- Consignes
A) Selon le commentaire sur la mémoire chez Nietzsche, en combien d'articulations le passage étudié se divise-t-il ?
B) Prolongez le commentaire sur la mémoire chez Nietzsche à partir de sa dernière phrase.

- Extrait de page
+---+

Nietzsche
Extrait du document
«
Cet animal nécessairement oublieux, pour qui l'oubli est une force et la
manifestation d'une santé robuste.
s'est créé une faculté contraire, la mémoire, par
quoi, dans certains cas, il tiendra l'oubli en échec, - à savoir dans les cas où il
s'agit de promettre : il ne s'agit donc nullement de l'impossibilité purement passive
de se soustraire à l'impression une fois reçue, ou du malaise que cause une parole
une fois engagée et dont on n'arrive pas à se débarrasser, mais bien de la volonté
active de garder une impression, d'une continuité dans le vouloir, d'une véritable
mémoire de la volonté : de sorte que, entre le primitif « je ferai » et la décharge de
volonté proprement dite, l'accomplissement de l'acte, tout un monde de choses
nouvelles et étrangères, de circonstances et mêmes d'actes de volonté, peut se
placer sans inconvénient et sans qu'on doive craindre de voir céder sous l'effort
cette longue chaîne de volonté.
La mémoire, manifestation de la vie, a toujours intéressé les philosophes, et ceci à
plusieurs titres.
Tout d'abord, de façon physiologique, pour expliquer ses altérations dans les cas de régression
(névrose, apparition de la mémoire autistique...), puis dans le cadre de recherches sociologiques, comme par
exemple M.
Halbwachs.
Frédéric Nietzsche, lui aussi, s'est penché sur ce problème en l'appréhendant sous un
angle nouveau.
De son étude est apparue la conception d'une « mémoire de la volonté » qu'il développe dans
un texte dont l'intérêt est évident.
Nous allons donc dans un premier temps mettre en lumière la structure du
passage, tout en limitant, en un deuxième temps, la portée du texte.
L'idée principale du texte est la recherche d'une définition de la mémoire humaine, définition négative s'il en est,
puisqu'il l'oppose à l'oubli.
D'autre part, il relève la corrélation étroite existant entre la volonté et la mémoire.
Ce
passage se présente en trois articulations, bien qu'il n'y ait qu'une seule et longue phrase.
Tout d'abord,
l'auteur nous présente simplement la mémoire (« tenir l'oubli en échec »).
Puis il se pose la question : pourquoi
la mémoire? Il rejette une mémoire qui serait « photographique » (impossibilité de se soustraire à une impression
reçue ou à un engagement irrémédiable) pour nous présenter ce qui est en fait le point nodal du passage : la «
mémoire de la volonté ».
Enfin, il nous donne une explication que l'on pourrait qualifier de pratique, à savoir
qu'un temps plus ou moins long peut s'écouler entre promesse et accomplissement.
Le style, s'il peut dérouter
au premier abord (une longue phrase sans pause), est en fait assez simple (mais il faut se méfier de la fausse
simplicité des écrits de Nietzsche), en tout cas plus clair que le langage obscur et empli de paraboles du
prophète Zarathoustra.

+---+

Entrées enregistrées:

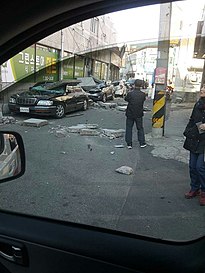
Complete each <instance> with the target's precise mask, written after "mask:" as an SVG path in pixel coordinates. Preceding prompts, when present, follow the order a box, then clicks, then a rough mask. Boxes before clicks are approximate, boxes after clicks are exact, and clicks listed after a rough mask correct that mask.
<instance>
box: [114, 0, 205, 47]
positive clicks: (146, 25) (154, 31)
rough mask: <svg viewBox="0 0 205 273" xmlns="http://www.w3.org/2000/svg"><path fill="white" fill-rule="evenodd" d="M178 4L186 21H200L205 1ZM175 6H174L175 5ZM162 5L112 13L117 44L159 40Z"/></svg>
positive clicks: (189, 0)
mask: <svg viewBox="0 0 205 273" xmlns="http://www.w3.org/2000/svg"><path fill="white" fill-rule="evenodd" d="M174 4H177V5H178V6H179V7H180V8H181V9H182V11H183V12H182V13H181V14H183V16H184V18H183V19H184V20H186V19H189V20H190V21H198V20H200V19H201V18H200V16H201V10H202V8H203V7H204V4H205V1H204V0H187V1H179V2H176V3H174ZM174 4H173V5H174ZM159 15H160V5H152V6H146V7H140V8H134V9H129V10H124V11H118V12H115V13H110V14H109V16H110V18H111V19H112V21H113V23H114V27H115V29H116V33H118V35H117V36H116V37H117V42H119V43H121V42H131V41H137V40H144V39H157V38H158V32H159Z"/></svg>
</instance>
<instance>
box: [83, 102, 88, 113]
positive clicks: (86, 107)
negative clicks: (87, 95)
mask: <svg viewBox="0 0 205 273" xmlns="http://www.w3.org/2000/svg"><path fill="white" fill-rule="evenodd" d="M87 109H88V101H87V100H84V101H83V111H86V110H87Z"/></svg>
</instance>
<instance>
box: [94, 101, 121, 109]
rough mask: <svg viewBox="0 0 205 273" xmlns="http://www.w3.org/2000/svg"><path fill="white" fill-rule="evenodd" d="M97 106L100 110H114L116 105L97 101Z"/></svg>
mask: <svg viewBox="0 0 205 273" xmlns="http://www.w3.org/2000/svg"><path fill="white" fill-rule="evenodd" d="M98 105H99V106H100V107H102V108H105V109H111V108H116V107H117V103H114V102H102V101H99V102H98Z"/></svg>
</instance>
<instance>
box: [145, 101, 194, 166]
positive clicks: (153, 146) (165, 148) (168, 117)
mask: <svg viewBox="0 0 205 273" xmlns="http://www.w3.org/2000/svg"><path fill="white" fill-rule="evenodd" d="M193 105H194V103H181V104H173V103H172V104H171V108H170V110H169V114H168V118H167V120H166V121H165V129H164V136H163V137H161V138H153V137H152V133H149V134H147V135H146V142H147V144H148V145H150V146H153V147H154V149H153V150H152V154H153V156H155V157H161V158H164V159H174V160H177V161H181V162H183V163H187V164H188V159H189V152H188V151H187V150H185V149H184V148H183V143H184V140H185V139H184V136H183V131H184V129H185V126H186V124H187V122H188V120H189V117H190V115H191V111H192V108H193Z"/></svg>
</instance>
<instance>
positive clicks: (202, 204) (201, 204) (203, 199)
mask: <svg viewBox="0 0 205 273" xmlns="http://www.w3.org/2000/svg"><path fill="white" fill-rule="evenodd" d="M199 204H200V206H205V192H204V191H202V192H201V195H200V198H199Z"/></svg>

+---+

- Réponses par numéro
A) En trois articulations, bien qu'il ne forme qu'une seule et longue phrase.

B)
Une étude en détail s'impose donc pour préciser les jalons de la pensée de l'auteur.
La première partie commence donc avec une présentation : « cet animal ».
On peut supposer qu'il s'agit de
l'homme, bien que l'auteur présente celui-ci justement comme « une corde tendue entre l'animal et le surhomme
» (Ainsi parlait Zarathoustra - Prologue).
Qu'est-ce que le Surhomme ?
Le Surhomme est une forme d'humanité supérieure qui laisse parler en lui la totalité des instincts, et
précisément ceux-là mêmes que la Culture christianisée a étouffés parce qu'ils étaient des formes de la volonté
de puissance, « ce qu'il y a de pire » en l'homme : égoïsme, instinct de domination, sexualité.
Mais il convient
ici de souligner un point important.
L'homme est de toute façon un être de culture.
Il n'est donc en aucun cas
possible de retourner au moment où les Barbares étaient encore indemnes des effets de la volonté de
puissance de leurs esclaves, moment fondateur de la culture.
Les instincts doivent être libérés pour être
spiritualisés : « L'homme supérieur serait celui qui aurait la plus grande multiplicité d'instincts, aussi intenses
qu'on peut les tolérer.
En effet, où la plante humaine se montre vigoureuse, on trouve les instincts
puissamment en lutte les uns contre les autres...
mais dominés.
» Ce surhomme parvient à la connaissance
véridique de l'humanité, qui est la connaissance « tragique » qui a été décrite précédemment.
Il se réalise dans
les seules issues que Nietzsche a réservées : celle de l'art, qui est une fiction connue comme telle, ou celle de
la connaissance intellectuelle.
Il réalise ainsi le sens de l'humanité même, car il est celui qui adhère à la doctrine
de l'Éternel Retour et qui donc est le sommet de la volonté de puissance.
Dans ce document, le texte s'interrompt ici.